* _Task prompt_:
Count the lines in the records below that contain the string "xmax", and reply with that number alone.

* _Data records_:
- - - -

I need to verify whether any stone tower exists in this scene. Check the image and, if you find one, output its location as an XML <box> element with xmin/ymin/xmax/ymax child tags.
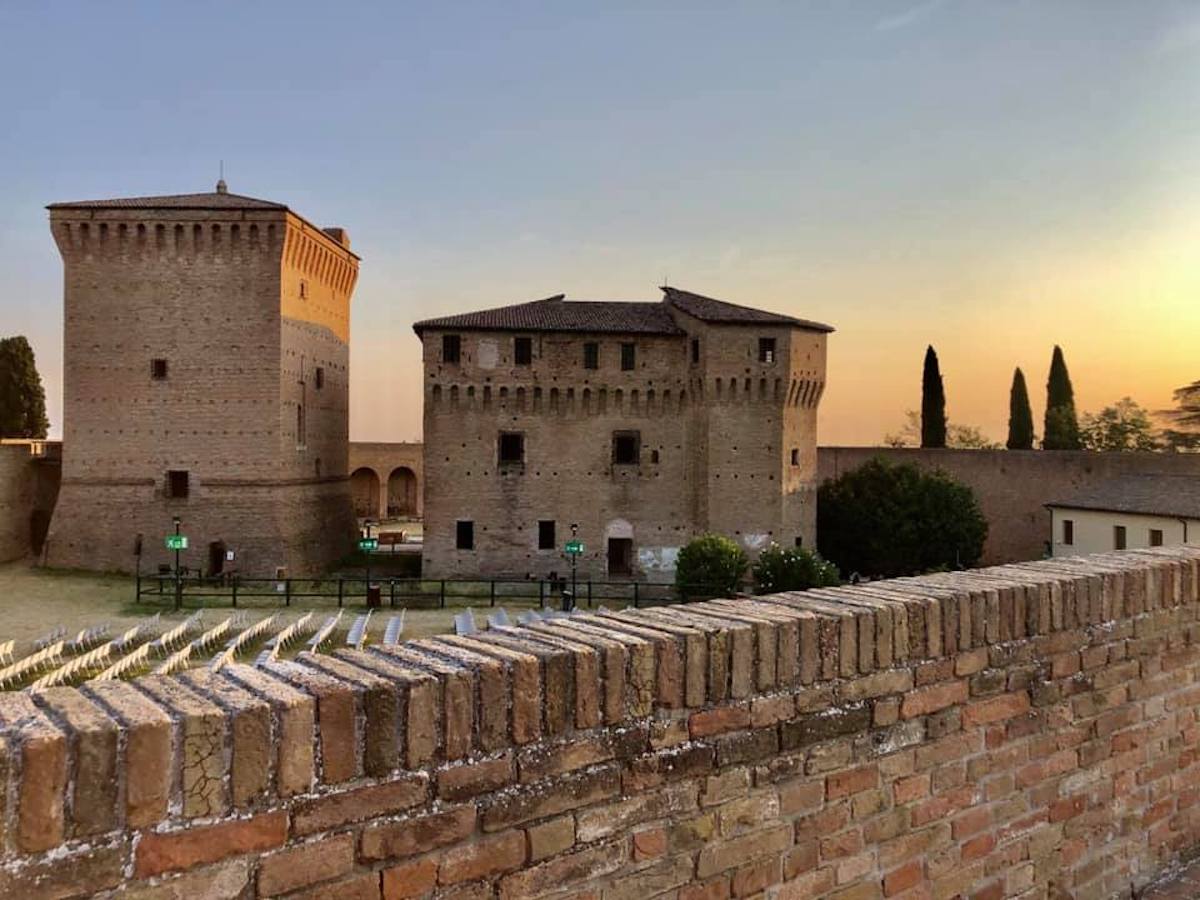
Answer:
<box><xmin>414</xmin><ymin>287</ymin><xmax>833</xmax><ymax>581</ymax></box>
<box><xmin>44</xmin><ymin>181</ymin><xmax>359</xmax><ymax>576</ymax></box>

- - - -

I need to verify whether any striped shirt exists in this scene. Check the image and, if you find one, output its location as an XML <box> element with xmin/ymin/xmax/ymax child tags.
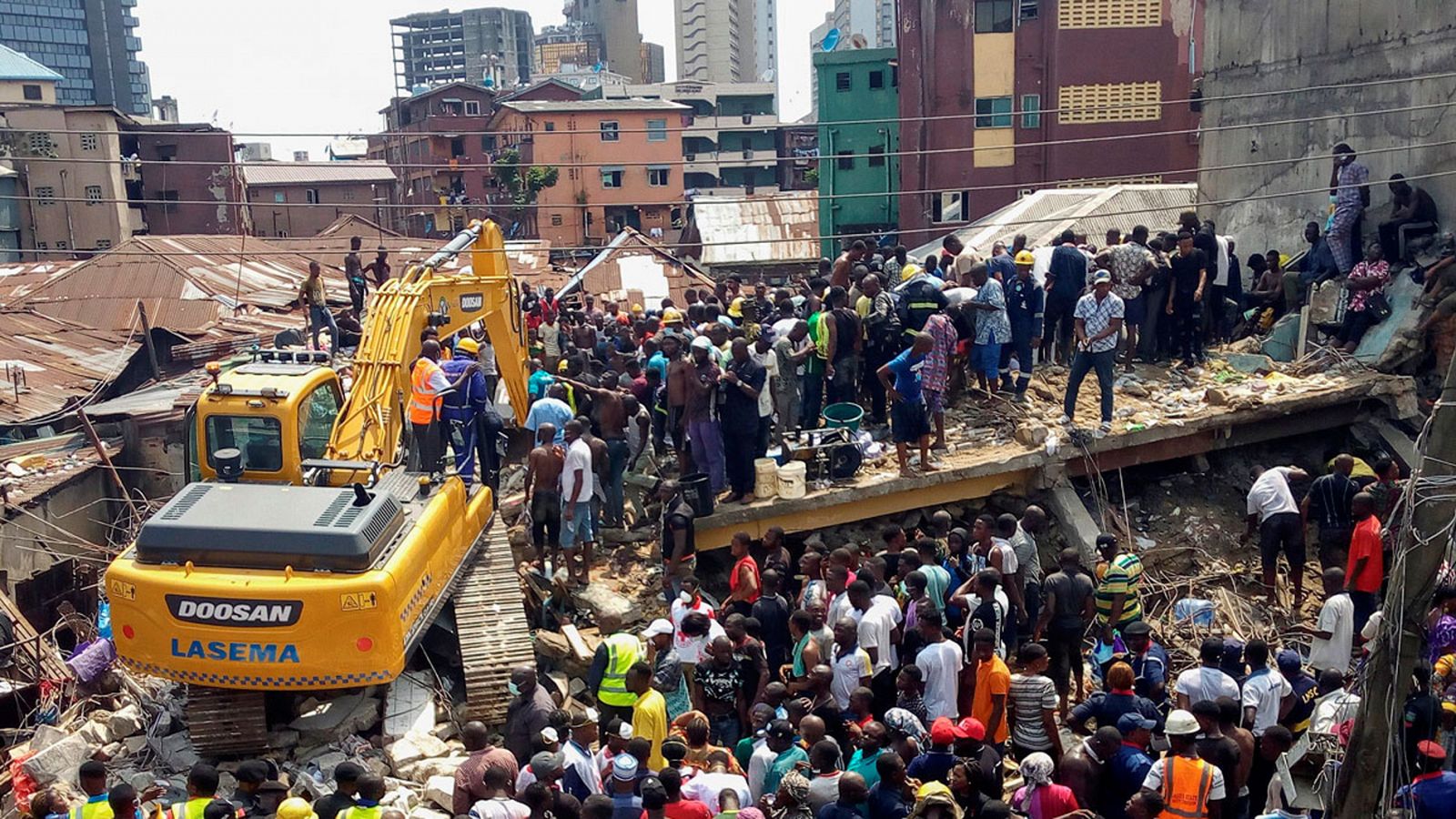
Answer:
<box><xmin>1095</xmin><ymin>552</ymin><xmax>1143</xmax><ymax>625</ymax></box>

- - - -

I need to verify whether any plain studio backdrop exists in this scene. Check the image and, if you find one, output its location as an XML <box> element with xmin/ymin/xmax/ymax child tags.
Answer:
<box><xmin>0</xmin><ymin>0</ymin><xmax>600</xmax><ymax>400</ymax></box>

- - - -

* _The response_:
7